RECORDS SUPPLIED start

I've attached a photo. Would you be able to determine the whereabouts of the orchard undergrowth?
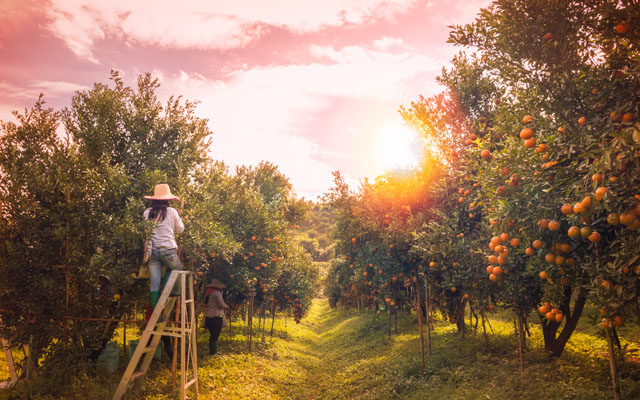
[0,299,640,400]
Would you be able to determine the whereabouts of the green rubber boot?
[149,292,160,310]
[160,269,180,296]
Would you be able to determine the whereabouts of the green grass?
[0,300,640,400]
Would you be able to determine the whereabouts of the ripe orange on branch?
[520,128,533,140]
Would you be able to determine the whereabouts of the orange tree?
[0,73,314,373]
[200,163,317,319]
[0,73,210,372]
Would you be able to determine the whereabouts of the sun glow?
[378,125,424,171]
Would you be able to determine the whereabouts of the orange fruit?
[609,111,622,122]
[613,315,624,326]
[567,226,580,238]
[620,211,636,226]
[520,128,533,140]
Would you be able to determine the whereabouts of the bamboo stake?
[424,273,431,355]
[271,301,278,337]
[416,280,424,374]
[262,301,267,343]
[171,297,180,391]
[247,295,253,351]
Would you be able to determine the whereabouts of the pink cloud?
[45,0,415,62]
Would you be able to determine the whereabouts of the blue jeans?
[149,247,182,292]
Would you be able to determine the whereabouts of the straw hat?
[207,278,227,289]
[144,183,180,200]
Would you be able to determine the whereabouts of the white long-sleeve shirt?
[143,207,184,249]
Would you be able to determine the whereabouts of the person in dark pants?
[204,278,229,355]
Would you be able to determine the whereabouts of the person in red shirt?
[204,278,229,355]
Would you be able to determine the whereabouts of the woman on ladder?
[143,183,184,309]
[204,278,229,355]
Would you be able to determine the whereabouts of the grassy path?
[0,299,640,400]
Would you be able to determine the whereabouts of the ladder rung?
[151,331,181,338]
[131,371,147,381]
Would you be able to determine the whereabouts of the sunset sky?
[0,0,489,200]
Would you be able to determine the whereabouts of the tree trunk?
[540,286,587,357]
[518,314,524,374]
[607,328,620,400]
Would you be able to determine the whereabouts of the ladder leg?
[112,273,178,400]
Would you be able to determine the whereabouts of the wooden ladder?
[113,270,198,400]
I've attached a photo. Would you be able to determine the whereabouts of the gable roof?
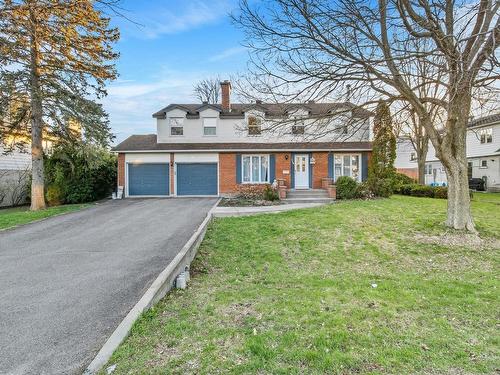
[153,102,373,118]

RECORDS SUPPLIED end
RECORDS SUPPLIED start

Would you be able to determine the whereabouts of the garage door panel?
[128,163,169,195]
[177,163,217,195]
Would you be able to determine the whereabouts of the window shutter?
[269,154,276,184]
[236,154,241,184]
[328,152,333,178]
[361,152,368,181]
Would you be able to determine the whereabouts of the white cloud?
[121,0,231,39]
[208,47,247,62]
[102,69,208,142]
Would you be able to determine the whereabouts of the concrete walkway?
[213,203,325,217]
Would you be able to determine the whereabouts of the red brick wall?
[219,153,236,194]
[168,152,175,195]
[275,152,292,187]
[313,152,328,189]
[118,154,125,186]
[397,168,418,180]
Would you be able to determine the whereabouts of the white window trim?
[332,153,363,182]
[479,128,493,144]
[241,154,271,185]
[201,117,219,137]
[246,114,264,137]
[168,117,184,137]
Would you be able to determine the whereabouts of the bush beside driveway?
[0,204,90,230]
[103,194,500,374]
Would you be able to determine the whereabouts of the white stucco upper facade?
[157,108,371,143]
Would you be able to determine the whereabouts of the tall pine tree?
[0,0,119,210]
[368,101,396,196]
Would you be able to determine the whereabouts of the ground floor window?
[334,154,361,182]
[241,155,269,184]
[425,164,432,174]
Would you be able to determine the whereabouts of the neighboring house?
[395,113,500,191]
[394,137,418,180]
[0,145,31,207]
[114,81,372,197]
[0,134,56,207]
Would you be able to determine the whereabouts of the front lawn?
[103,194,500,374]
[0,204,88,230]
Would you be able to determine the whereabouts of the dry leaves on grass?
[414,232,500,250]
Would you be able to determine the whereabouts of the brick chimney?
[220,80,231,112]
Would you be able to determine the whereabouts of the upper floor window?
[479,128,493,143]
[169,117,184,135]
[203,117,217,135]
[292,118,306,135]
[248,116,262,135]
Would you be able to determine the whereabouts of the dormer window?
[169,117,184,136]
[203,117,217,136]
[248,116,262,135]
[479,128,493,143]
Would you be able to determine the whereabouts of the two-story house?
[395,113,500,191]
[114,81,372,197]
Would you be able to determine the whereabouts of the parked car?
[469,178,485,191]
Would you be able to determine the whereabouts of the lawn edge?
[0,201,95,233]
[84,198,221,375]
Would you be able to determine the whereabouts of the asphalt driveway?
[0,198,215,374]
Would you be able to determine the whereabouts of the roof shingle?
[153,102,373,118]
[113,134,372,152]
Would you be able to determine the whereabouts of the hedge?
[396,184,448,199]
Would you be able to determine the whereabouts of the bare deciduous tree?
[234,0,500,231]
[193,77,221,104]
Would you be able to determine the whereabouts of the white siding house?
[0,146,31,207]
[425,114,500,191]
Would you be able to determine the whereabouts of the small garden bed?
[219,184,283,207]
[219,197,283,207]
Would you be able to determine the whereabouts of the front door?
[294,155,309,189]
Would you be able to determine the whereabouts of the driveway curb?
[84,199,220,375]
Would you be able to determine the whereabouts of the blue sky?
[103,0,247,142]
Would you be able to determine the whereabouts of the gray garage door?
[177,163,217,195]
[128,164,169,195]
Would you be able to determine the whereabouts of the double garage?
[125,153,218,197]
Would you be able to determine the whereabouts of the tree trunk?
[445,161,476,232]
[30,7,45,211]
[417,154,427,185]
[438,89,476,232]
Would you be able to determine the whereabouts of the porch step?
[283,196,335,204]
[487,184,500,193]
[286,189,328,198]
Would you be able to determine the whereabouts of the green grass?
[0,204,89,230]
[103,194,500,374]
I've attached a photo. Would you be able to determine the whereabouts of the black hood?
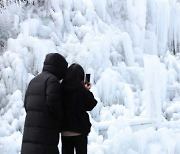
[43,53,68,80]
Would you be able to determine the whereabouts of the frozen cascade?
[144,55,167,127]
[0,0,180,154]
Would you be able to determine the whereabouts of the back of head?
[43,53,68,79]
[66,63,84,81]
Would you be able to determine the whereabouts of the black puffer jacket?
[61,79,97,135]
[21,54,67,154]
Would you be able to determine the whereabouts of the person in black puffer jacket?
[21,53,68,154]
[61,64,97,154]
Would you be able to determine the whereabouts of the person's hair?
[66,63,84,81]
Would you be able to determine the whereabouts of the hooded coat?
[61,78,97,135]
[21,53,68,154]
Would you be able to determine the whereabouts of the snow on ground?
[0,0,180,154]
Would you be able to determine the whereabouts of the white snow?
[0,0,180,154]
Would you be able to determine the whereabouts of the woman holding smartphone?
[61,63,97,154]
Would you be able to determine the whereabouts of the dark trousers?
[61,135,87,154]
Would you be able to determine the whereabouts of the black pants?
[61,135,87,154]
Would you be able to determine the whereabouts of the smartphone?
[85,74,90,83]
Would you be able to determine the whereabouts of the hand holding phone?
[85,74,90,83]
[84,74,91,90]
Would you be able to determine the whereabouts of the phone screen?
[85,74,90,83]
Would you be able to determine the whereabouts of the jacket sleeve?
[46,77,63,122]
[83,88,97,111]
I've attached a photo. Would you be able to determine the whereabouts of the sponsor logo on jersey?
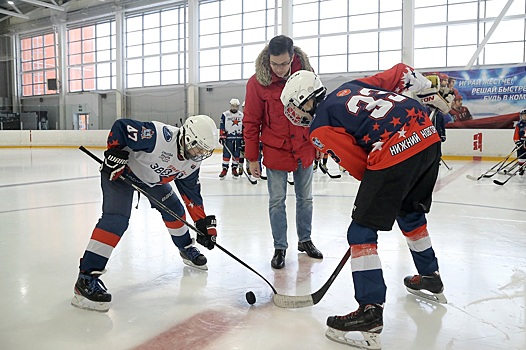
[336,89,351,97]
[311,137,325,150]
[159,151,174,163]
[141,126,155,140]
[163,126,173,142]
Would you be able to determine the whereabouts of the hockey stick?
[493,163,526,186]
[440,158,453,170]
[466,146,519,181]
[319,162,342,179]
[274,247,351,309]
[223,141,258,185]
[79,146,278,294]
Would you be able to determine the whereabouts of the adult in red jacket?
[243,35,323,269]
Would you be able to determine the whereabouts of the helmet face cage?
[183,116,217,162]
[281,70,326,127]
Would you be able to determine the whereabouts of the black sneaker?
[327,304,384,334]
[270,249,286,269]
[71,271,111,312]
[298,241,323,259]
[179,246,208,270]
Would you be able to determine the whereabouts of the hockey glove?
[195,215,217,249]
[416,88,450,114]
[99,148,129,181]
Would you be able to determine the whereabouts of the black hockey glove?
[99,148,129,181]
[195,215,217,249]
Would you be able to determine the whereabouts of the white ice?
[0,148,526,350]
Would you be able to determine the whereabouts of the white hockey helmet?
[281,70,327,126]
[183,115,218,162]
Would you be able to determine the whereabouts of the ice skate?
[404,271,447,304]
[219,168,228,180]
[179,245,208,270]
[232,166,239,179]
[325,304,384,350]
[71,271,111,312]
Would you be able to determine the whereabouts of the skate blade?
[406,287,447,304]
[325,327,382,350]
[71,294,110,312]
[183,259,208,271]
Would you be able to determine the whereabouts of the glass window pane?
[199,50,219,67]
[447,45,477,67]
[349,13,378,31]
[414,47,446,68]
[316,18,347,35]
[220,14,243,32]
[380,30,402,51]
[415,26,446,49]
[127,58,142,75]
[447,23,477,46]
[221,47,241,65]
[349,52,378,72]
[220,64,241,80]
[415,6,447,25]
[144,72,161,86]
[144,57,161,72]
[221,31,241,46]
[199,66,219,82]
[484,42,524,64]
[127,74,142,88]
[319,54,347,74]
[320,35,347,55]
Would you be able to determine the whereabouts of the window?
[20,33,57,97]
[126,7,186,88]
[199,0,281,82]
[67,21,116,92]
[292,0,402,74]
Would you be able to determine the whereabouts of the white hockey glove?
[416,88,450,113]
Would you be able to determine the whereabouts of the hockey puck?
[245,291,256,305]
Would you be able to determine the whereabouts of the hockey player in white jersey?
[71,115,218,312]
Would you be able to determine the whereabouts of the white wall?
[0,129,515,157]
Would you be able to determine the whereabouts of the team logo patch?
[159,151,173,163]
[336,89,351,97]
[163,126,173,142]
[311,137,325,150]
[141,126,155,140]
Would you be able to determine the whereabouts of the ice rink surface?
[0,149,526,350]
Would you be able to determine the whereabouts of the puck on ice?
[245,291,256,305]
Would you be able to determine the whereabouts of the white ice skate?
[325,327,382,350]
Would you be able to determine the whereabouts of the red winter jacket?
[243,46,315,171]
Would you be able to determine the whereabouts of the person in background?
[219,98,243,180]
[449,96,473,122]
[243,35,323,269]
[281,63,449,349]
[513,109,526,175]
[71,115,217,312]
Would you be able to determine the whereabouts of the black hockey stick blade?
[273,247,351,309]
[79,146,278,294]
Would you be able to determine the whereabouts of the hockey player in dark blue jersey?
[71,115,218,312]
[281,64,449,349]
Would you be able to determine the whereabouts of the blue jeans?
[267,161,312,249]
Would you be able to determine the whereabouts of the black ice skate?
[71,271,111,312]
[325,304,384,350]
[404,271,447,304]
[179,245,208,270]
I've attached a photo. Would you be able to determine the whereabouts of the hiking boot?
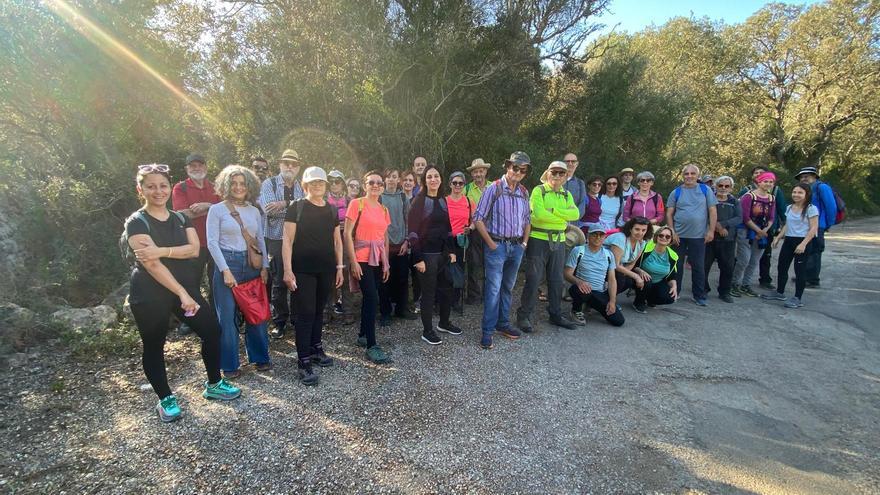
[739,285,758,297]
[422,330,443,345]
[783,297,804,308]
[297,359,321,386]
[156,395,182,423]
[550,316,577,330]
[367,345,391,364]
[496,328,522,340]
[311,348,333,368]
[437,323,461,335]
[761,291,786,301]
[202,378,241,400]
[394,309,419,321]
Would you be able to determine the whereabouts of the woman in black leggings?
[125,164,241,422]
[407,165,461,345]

RECORDS SUPPLIED end

EXERCISE DIRECTIONS ▸ Copy out the lines from the line containing "black ice skate?" to the line containing "[407,165,461,345]", including both of those lines. Leave the pictures out.

FULL OUTPUT ▸
Would you be able to determine the whereabouts of the black ice skate?
[71,271,111,312]
[325,304,384,350]
[404,271,447,304]
[179,245,208,270]
I've attached a photo. Would you be able to determine the whereabouts of the hiking boot?
[739,285,758,297]
[422,330,443,345]
[783,297,804,308]
[297,359,321,386]
[156,395,182,423]
[550,316,577,330]
[367,345,391,364]
[496,328,522,340]
[311,348,333,368]
[437,323,461,335]
[761,291,786,301]
[202,378,241,400]
[394,309,419,321]
Would you be able to determine the whereabouts of the woman in black leggings?
[125,164,241,422]
[407,165,461,345]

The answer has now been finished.